- _REQUIRED TASK_:
Copy out the records word for word, beginning at the line that contains "Where can you spot the triangular" and stopping after the line that contains "column 171, row 127".

- _MATERIAL PROVIDED_:
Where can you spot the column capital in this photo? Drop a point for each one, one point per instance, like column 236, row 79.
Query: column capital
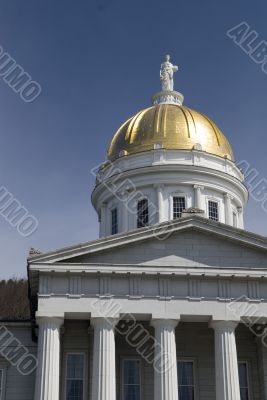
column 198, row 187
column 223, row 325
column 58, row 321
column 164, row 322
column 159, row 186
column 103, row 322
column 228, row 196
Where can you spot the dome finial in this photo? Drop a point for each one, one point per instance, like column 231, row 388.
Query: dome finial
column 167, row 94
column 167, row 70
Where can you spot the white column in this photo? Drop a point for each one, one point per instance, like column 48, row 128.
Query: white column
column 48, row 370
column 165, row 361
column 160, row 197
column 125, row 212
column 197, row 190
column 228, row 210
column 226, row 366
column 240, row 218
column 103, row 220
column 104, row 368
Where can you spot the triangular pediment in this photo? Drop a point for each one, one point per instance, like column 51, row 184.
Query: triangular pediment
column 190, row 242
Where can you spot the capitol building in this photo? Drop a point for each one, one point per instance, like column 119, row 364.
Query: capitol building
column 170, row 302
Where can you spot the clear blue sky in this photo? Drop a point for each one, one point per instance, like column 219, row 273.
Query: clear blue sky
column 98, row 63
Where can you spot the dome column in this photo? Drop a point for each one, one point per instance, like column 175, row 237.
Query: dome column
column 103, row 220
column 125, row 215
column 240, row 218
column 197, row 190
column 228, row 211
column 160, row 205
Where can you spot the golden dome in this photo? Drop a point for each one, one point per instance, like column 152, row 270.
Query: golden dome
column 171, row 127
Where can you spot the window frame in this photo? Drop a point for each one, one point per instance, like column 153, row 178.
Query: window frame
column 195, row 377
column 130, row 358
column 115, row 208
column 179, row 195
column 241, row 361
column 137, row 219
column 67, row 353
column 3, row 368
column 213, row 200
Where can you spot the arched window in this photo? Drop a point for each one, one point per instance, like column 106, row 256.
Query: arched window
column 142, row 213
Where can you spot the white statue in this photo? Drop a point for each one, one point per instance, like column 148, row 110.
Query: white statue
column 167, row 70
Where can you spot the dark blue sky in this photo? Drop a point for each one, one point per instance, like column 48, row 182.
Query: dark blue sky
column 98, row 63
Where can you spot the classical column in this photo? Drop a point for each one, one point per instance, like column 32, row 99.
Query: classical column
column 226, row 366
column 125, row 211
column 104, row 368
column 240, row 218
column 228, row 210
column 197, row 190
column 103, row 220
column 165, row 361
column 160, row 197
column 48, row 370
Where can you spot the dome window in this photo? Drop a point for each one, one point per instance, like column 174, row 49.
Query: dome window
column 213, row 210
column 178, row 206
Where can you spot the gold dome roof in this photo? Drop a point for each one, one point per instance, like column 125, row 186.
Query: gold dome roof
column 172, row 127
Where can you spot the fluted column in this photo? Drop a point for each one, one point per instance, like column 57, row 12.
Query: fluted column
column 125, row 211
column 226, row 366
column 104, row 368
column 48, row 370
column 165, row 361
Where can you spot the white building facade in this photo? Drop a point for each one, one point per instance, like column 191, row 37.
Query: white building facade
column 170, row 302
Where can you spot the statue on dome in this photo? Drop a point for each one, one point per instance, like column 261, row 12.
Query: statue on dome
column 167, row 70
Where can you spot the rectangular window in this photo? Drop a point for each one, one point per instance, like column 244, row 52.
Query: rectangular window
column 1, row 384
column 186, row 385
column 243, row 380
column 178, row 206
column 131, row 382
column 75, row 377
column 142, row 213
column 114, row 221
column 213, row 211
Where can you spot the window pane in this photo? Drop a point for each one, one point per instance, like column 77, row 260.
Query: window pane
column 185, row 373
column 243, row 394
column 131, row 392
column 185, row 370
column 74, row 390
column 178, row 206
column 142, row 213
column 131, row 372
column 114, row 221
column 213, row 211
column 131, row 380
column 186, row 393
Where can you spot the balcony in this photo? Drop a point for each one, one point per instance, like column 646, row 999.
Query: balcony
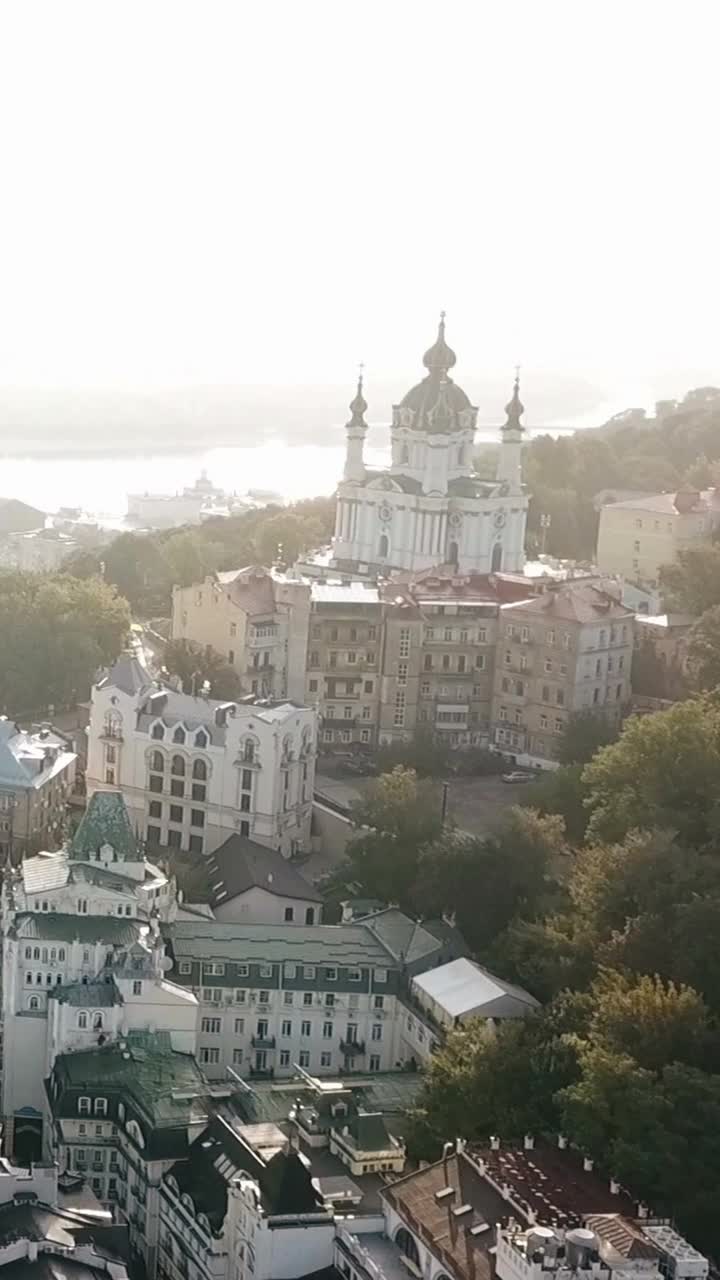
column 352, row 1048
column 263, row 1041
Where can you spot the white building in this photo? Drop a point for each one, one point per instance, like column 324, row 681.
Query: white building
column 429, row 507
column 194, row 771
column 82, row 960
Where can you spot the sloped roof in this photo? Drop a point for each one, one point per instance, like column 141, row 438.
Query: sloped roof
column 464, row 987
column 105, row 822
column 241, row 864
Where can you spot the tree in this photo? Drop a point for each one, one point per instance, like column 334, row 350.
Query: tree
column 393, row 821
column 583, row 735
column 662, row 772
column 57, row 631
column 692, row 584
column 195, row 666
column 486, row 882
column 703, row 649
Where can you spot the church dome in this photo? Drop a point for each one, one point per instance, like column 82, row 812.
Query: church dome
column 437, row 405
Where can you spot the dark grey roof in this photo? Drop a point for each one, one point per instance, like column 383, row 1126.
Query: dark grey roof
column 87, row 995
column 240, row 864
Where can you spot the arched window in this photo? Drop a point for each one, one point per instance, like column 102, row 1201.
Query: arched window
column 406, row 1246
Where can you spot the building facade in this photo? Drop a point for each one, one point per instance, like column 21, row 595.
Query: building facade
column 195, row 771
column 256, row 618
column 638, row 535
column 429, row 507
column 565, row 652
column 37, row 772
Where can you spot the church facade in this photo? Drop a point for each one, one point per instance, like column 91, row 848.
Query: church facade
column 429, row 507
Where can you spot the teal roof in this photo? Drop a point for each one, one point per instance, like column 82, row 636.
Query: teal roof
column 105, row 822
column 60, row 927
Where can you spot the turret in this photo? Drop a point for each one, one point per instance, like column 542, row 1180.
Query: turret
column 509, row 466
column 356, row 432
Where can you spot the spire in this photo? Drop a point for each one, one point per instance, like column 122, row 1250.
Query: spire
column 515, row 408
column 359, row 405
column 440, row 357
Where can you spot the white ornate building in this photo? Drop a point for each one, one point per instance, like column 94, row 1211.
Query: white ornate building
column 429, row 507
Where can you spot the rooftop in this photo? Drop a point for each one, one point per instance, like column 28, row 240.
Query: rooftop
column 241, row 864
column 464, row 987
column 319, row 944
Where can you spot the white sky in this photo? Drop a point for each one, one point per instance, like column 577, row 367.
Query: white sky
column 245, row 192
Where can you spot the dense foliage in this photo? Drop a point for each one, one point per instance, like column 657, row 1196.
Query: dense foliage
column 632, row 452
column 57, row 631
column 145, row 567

- _SOLUTION FOR THIS TASK_:
Where can you spot the triangular pediment in this photo? Drop a point for each one, one point per instance, like column 51, row 184.
Query: triangular pediment
column 190, row 242
Where can you spot the capitol building in this photo? Drop a point for each one, one point per instance, like column 119, row 364.
Query: capitol building
column 170, row 302
Where can you spot the clear blue sky in this photo? Drop a point for each one, one point per instance, like column 219, row 273.
Query: clear blue sky
column 98, row 63
Where can you spot the dome column in this photo? Drop a point for each one, one point per instance, like column 175, row 237.
Query: dome column
column 103, row 220
column 125, row 215
column 240, row 218
column 197, row 190
column 228, row 211
column 160, row 205
Where can you spot the golden dome in this photo? Drop a point for each one, one point per instance, like column 152, row 270.
Query: golden dome
column 171, row 127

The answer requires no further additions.